____ DATA SUPPLIED

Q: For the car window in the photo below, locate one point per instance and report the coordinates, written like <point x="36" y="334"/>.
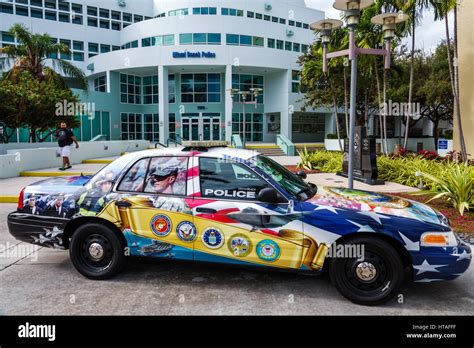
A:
<point x="167" y="175"/>
<point x="109" y="173"/>
<point x="228" y="180"/>
<point x="134" y="180"/>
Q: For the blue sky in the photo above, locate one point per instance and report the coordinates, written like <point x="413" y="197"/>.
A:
<point x="429" y="33"/>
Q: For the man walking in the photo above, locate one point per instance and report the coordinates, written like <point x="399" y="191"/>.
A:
<point x="65" y="139"/>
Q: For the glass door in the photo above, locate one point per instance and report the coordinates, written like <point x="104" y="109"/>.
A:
<point x="201" y="126"/>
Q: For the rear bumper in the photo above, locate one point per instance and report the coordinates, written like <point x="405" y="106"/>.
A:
<point x="40" y="230"/>
<point x="438" y="264"/>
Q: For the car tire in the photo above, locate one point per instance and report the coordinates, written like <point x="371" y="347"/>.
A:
<point x="372" y="281"/>
<point x="97" y="252"/>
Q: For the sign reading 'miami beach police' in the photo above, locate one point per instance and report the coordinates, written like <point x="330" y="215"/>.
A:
<point x="187" y="54"/>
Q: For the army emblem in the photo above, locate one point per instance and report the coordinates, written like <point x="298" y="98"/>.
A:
<point x="186" y="231"/>
<point x="212" y="238"/>
<point x="268" y="250"/>
<point x="161" y="225"/>
<point x="239" y="245"/>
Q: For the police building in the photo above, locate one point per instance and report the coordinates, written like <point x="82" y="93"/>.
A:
<point x="183" y="69"/>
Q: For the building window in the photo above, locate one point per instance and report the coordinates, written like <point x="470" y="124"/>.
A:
<point x="63" y="6"/>
<point x="131" y="126"/>
<point x="6" y="8"/>
<point x="179" y="12"/>
<point x="150" y="89"/>
<point x="130" y="89"/>
<point x="171" y="89"/>
<point x="93" y="49"/>
<point x="100" y="84"/>
<point x="200" y="39"/>
<point x="295" y="84"/>
<point x="232" y="12"/>
<point x="21" y="11"/>
<point x="200" y="88"/>
<point x="253" y="126"/>
<point x="37" y="13"/>
<point x="204" y="11"/>
<point x="151" y="130"/>
<point x="244" y="82"/>
<point x="50" y="4"/>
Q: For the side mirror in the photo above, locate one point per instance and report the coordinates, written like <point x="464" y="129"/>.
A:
<point x="270" y="195"/>
<point x="302" y="174"/>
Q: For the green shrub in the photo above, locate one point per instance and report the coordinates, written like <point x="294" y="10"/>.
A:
<point x="449" y="179"/>
<point x="456" y="185"/>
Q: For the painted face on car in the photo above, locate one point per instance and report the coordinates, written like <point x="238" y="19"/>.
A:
<point x="163" y="184"/>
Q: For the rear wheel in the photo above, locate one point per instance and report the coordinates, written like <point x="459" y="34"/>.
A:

________

Reproduce every one of the records above line for line, leaving the picture out.

Q: For the car window in the photo below, locate one point per instance and report the coordinates, written like <point x="36" y="334"/>.
A:
<point x="167" y="175"/>
<point x="109" y="173"/>
<point x="228" y="180"/>
<point x="134" y="180"/>
Q: For the blue sky in the photo above, locate one point per instance and report the coordinates, written like <point x="413" y="197"/>.
A:
<point x="429" y="33"/>
Q: For the man walking in the photo above, locate one point per instance and report the coordinates, written like <point x="399" y="191"/>.
A:
<point x="65" y="139"/>
Q: For the glass door in the photo above, locate one point per instance and report the coordinates, written like <point x="104" y="109"/>.
A:
<point x="201" y="126"/>
Q: For the rear bumper in the photo above, locate one point per instance and report the coordinates, written like <point x="405" y="106"/>.
A:
<point x="40" y="230"/>
<point x="438" y="264"/>
Q: For the car tire in the photo above, locate one point per instance and report the coordinates, written like <point x="371" y="347"/>.
A:
<point x="372" y="281"/>
<point x="97" y="252"/>
Q: For the sign reading 'miami beach police' in the photo above, locate one point per instance and report the coordinates, written like <point x="330" y="215"/>.
A:
<point x="187" y="54"/>
Q: For the army emblem in the photo above, locate one point per instance and report the coordinates, written like <point x="298" y="98"/>.
A:
<point x="186" y="231"/>
<point x="212" y="238"/>
<point x="268" y="250"/>
<point x="161" y="225"/>
<point x="239" y="245"/>
Q: For the police building in the photo above, locate one point per instance and report the coordinates, written like <point x="82" y="93"/>.
A:
<point x="183" y="69"/>
Q: For the building window in the photo above, locate one point per instance and report the coordinates, written like <point x="470" y="124"/>.
A:
<point x="63" y="6"/>
<point x="131" y="126"/>
<point x="6" y="8"/>
<point x="179" y="12"/>
<point x="150" y="89"/>
<point x="130" y="89"/>
<point x="171" y="89"/>
<point x="93" y="49"/>
<point x="100" y="84"/>
<point x="200" y="39"/>
<point x="295" y="84"/>
<point x="232" y="12"/>
<point x="21" y="11"/>
<point x="200" y="88"/>
<point x="253" y="126"/>
<point x="37" y="13"/>
<point x="204" y="11"/>
<point x="151" y="130"/>
<point x="244" y="82"/>
<point x="50" y="4"/>
Q: For the side mirror in the photo above, locate one point per instance and report the coordinates, written like <point x="464" y="129"/>.
A:
<point x="270" y="195"/>
<point x="302" y="174"/>
Q: For the green shrub in the photo above, locate one point per instance and report the coordinates, written like <point x="294" y="10"/>.
A:
<point x="449" y="179"/>
<point x="456" y="185"/>
Q: For the painted face on car in the photo above, locate one point per instance and report the coordinates, written like <point x="238" y="19"/>.
A:
<point x="163" y="184"/>
Q: For the rear wheel in the photo above, locate one point per instance and report the coordinates, written like <point x="459" y="34"/>.
A:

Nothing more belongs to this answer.